* **REQUIRED WORK**:
The entries that follow should be duplicated in full, without a single alteration.

* **DATA SUPPLIED**:

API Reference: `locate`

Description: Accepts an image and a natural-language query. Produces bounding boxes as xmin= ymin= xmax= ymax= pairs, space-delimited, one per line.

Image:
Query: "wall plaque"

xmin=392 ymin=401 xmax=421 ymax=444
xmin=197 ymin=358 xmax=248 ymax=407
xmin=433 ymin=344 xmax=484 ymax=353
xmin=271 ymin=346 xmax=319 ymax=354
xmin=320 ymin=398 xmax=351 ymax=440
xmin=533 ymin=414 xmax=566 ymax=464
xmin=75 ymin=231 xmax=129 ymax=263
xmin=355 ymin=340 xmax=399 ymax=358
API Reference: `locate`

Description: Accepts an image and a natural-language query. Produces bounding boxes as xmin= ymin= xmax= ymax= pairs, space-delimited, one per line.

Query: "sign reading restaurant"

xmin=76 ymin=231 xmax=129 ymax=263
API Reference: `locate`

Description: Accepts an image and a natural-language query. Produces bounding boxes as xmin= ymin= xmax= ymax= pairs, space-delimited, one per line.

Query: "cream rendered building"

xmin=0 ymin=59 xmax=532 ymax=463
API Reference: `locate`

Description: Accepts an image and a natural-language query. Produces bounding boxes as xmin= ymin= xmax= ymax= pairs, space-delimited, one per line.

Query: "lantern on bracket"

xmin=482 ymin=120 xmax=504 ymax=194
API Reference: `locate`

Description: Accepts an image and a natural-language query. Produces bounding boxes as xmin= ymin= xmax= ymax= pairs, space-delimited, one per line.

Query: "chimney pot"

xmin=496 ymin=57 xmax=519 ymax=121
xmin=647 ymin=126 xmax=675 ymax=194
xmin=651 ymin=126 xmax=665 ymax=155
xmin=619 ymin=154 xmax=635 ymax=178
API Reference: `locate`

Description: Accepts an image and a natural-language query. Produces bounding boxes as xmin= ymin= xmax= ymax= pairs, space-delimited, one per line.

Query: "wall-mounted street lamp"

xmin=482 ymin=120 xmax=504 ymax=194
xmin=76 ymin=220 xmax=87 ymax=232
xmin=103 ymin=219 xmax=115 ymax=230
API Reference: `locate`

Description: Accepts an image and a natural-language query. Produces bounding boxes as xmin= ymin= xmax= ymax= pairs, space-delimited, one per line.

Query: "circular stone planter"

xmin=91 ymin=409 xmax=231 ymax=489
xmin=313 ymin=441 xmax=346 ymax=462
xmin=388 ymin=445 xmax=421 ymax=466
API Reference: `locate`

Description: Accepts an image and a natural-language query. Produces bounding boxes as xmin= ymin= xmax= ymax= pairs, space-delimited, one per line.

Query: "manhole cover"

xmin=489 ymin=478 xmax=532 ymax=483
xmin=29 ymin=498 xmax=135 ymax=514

* **EXPECTED ANSWER**:
API Reference: `locate`

Description: Accepts an image and a natural-language query. Produces bounding boxes as xmin= ymin= xmax= ymax= pairs, space-delimited, one per line.

Image:
Query: "wall plaque"

xmin=392 ymin=401 xmax=421 ymax=444
xmin=197 ymin=358 xmax=248 ymax=407
xmin=433 ymin=344 xmax=484 ymax=353
xmin=271 ymin=346 xmax=319 ymax=354
xmin=320 ymin=398 xmax=351 ymax=440
xmin=533 ymin=414 xmax=566 ymax=464
xmin=75 ymin=231 xmax=129 ymax=263
xmin=355 ymin=340 xmax=399 ymax=358
API Reference: `locate`

Description: Accepts an image and a natural-language query. Produces bounding boxes as xmin= ymin= xmax= ymax= pairs, space-delimited, one per line.

Query: "sign reading restaurant"

xmin=76 ymin=231 xmax=129 ymax=263
API Reference: `locate`

Description: Accepts an image and a natural-language query. Produces bounding boxes as xmin= ymin= xmax= ymax= pairs, space-delimited, one per line.

Query: "cream rendered building"

xmin=0 ymin=59 xmax=532 ymax=463
API Reference: `locate`

Description: Accepts an image and a natural-language query. Produces bounding boxes as xmin= ymin= xmax= ymax= pairs, space-delimited, one per line.

Query: "lantern on bracket"

xmin=482 ymin=120 xmax=504 ymax=194
API Reference: `locate`

Description: Accepts an image and a natural-language query. Produces bounding boxes as xmin= ymin= xmax= ymax= pairs, space-delimited, one per line.

Query: "chimney pot"

xmin=496 ymin=57 xmax=519 ymax=121
xmin=647 ymin=126 xmax=675 ymax=194
xmin=651 ymin=126 xmax=665 ymax=155
xmin=619 ymin=154 xmax=635 ymax=178
API Reference: `locate`

Description: Accepts an image and a natural-language query. Produces bounding boxes as xmin= ymin= xmax= ymax= pairs, space-delimited, one per line.

Query: "wall-mounted street lamp"

xmin=482 ymin=120 xmax=504 ymax=194
xmin=76 ymin=220 xmax=87 ymax=232
xmin=103 ymin=219 xmax=115 ymax=230
API Reference: `locate`

Description: Accepts an image and a natural-language query. Produces bounding boxes as xmin= ymin= xmax= ymax= pairs, space-delimited, one per line.

Query: "circular stone planter"

xmin=91 ymin=409 xmax=231 ymax=489
xmin=313 ymin=441 xmax=346 ymax=462
xmin=388 ymin=445 xmax=421 ymax=466
API Reference: `locate`

Description: Accepts an image and a natural-language query. Produces bounding boxes as xmin= ymin= xmax= ymax= pairs, space-delimited, one per line.

Query: "manhole cover"

xmin=489 ymin=478 xmax=532 ymax=483
xmin=29 ymin=498 xmax=135 ymax=514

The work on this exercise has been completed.